WHAT YOU SHOULD DO
Show every line from the entries below that holds the word "green", matching case exactly.
------------------------------------------------------------------------
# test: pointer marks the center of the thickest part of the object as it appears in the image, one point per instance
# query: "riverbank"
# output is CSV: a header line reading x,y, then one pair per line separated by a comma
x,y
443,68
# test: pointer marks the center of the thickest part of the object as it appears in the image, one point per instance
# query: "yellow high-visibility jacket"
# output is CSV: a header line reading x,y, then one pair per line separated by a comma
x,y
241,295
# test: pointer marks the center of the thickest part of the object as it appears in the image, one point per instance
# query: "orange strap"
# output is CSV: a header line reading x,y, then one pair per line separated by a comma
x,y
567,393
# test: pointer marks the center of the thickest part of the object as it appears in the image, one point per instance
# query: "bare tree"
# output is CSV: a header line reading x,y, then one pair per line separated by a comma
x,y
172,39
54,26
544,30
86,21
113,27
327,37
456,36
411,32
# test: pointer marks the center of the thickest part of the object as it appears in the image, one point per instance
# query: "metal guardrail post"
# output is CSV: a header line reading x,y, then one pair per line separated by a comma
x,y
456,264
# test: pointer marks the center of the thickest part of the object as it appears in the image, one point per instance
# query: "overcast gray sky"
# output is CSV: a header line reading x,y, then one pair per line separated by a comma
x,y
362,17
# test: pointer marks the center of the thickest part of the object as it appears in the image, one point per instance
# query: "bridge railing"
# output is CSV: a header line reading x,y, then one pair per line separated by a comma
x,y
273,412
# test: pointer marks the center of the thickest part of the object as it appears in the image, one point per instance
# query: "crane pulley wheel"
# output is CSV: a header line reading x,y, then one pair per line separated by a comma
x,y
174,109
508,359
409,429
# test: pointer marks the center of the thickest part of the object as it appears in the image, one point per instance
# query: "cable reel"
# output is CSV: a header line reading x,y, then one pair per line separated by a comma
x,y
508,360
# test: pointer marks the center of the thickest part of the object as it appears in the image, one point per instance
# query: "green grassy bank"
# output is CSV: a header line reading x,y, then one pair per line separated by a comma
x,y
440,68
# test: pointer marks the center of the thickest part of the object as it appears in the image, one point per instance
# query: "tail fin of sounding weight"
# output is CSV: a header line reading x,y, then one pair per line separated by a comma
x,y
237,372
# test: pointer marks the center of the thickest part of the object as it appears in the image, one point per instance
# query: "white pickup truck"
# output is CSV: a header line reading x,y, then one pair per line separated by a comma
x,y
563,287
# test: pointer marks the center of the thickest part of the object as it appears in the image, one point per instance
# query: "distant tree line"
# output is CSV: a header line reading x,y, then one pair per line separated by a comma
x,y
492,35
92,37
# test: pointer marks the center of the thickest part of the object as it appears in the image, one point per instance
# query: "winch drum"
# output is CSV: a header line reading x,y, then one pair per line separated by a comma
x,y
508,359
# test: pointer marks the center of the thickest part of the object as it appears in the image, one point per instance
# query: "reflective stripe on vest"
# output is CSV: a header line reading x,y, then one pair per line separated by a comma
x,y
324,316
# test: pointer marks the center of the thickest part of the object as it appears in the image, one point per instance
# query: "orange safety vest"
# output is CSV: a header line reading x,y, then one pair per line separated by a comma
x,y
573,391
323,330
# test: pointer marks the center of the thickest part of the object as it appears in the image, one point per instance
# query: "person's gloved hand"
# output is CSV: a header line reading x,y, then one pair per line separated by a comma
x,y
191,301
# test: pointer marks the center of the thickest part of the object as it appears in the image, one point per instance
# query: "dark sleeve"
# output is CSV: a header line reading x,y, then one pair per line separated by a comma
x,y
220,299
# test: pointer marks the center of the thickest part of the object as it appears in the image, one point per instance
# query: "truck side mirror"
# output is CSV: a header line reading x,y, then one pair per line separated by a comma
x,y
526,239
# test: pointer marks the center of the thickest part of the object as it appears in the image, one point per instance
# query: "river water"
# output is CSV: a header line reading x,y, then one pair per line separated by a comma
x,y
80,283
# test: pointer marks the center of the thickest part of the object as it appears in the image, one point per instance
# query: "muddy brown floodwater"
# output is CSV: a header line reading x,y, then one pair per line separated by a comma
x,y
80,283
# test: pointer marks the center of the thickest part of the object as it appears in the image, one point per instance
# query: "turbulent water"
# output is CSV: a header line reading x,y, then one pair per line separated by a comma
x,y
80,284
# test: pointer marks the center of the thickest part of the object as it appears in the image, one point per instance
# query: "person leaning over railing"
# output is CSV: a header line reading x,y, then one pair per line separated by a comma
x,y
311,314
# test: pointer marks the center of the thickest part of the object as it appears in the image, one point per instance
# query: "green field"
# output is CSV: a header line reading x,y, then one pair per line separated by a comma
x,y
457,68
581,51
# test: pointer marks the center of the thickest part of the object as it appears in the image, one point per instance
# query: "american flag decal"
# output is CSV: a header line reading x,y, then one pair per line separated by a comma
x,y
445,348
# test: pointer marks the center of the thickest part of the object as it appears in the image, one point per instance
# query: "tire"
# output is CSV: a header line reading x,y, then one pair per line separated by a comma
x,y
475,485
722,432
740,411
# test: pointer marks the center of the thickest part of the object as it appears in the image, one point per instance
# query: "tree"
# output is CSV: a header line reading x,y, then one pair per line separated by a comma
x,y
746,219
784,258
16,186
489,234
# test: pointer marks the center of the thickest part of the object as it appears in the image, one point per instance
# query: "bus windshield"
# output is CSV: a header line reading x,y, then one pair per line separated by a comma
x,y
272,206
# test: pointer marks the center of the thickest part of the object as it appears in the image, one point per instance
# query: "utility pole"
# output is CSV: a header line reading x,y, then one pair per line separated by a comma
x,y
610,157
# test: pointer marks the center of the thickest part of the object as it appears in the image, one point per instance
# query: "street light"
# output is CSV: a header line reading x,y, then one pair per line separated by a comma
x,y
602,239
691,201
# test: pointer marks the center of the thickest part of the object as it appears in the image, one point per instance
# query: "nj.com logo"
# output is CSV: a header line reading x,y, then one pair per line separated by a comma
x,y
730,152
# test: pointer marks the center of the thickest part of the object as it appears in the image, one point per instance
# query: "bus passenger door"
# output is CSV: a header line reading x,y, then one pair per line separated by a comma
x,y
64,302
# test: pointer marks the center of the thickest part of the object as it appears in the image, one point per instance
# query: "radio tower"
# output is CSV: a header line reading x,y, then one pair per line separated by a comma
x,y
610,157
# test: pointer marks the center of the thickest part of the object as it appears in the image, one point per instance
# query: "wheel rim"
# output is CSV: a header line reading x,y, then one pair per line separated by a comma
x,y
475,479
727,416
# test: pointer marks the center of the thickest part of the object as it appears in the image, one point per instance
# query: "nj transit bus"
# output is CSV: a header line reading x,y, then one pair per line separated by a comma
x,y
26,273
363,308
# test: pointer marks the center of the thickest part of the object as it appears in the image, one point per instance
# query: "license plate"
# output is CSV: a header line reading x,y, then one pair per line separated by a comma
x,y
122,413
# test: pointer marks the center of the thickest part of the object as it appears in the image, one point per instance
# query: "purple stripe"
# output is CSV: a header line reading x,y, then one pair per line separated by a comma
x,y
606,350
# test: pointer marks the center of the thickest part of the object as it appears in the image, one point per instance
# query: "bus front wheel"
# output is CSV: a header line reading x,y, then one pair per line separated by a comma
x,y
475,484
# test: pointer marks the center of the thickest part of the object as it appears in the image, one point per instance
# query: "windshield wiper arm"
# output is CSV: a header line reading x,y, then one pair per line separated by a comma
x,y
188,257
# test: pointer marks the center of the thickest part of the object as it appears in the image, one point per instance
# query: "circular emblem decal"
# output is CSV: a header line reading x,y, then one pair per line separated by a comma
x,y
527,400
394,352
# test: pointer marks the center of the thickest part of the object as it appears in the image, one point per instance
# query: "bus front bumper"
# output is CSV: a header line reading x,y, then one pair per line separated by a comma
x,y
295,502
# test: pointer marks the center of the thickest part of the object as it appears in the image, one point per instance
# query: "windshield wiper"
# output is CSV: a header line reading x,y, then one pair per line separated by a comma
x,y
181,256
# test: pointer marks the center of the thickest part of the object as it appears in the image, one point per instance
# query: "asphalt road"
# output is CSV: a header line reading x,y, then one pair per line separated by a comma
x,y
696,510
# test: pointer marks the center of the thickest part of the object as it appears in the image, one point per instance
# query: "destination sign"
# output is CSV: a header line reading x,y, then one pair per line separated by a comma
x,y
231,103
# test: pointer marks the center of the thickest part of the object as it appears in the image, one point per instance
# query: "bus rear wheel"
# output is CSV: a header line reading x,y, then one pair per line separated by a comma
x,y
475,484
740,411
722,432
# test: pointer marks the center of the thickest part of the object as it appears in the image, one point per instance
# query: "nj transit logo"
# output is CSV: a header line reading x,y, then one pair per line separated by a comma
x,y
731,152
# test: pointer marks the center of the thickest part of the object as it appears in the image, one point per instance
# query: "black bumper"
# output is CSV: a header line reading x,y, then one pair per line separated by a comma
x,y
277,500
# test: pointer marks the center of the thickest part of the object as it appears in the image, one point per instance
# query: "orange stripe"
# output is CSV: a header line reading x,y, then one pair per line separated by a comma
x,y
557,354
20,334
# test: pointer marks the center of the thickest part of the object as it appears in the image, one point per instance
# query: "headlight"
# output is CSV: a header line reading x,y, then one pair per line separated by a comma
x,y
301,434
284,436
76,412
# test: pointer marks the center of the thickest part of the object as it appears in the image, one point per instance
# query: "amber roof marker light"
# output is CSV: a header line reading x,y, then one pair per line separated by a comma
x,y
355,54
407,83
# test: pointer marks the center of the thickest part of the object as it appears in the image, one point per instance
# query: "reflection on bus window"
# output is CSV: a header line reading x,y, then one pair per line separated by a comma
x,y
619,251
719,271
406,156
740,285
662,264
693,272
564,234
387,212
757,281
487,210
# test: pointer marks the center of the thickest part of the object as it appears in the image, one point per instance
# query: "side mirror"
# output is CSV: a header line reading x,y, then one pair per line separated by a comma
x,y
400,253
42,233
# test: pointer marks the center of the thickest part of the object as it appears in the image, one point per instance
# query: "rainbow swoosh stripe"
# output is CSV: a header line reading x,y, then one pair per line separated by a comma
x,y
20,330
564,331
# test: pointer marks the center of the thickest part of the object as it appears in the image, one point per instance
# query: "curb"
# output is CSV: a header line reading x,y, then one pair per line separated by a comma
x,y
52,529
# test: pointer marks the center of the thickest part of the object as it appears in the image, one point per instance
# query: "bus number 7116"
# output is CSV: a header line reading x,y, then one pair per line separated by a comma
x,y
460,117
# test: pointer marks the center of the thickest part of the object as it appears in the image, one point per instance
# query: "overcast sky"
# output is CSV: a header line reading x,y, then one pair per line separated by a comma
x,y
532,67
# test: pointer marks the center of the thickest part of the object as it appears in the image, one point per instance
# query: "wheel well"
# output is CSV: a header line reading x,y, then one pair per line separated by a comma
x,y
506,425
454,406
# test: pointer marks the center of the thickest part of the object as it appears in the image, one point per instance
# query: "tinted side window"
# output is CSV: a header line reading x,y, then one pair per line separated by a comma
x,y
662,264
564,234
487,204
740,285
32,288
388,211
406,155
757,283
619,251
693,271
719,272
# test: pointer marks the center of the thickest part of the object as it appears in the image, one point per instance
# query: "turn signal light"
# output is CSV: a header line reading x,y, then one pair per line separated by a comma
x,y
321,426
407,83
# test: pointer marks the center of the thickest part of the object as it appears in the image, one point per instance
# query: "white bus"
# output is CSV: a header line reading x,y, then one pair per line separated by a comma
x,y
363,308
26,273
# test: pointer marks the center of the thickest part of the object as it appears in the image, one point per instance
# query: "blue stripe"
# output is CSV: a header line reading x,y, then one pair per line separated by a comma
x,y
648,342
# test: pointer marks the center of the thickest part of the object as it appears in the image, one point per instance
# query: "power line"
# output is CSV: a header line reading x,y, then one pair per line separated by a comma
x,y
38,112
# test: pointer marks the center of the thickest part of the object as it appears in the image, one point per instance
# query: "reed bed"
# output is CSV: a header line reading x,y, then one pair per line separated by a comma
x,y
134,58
------------------------------------------------------------------------
FINISHED ANSWER
# query: "green grassy bank"
# query: "green field"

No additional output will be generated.